* **TASK TO COMPLETE**
Please filter the entries and return only the lines that include "every".
(Beginning of TASK INPUTS)
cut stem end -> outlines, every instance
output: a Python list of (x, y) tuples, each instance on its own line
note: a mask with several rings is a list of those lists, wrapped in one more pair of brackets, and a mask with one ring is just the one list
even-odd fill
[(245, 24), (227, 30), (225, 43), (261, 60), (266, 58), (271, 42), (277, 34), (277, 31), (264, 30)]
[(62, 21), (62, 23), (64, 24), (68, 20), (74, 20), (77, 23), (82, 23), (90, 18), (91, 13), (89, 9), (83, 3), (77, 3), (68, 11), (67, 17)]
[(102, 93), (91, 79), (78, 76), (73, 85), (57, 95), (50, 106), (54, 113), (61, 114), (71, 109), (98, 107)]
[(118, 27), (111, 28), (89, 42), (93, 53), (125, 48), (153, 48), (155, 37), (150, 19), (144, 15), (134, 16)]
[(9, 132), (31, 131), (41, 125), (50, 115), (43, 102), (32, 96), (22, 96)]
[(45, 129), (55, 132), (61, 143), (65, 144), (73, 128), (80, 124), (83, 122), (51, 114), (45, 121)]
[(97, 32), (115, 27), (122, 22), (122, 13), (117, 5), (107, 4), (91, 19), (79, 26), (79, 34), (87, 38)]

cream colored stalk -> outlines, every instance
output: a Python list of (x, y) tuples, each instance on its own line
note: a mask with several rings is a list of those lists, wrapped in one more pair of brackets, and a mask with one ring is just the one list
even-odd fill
(End of TASK INPUTS)
(Beginning of TASK INPUTS)
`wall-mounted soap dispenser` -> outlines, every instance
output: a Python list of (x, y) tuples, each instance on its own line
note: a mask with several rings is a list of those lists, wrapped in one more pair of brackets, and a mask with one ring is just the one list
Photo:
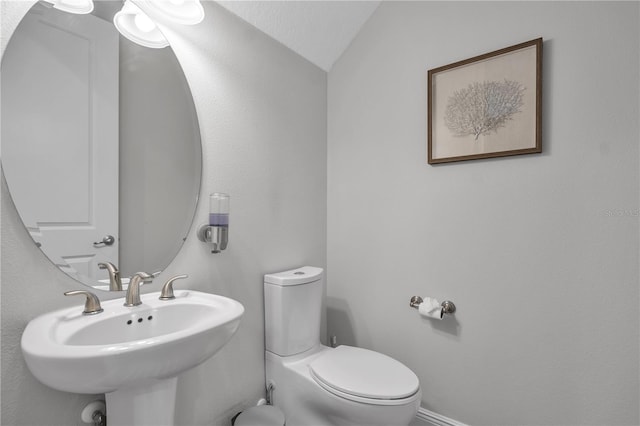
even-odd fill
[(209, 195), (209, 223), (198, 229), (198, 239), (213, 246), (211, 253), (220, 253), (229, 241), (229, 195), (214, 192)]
(End of TASK INPUTS)
* **RESPONSE TO THIS TASK**
cut stem end -> outlines, every instance
cream colored stalk -> outlines, every instance
`wall-mounted soap dispenser` -> outlines, every instance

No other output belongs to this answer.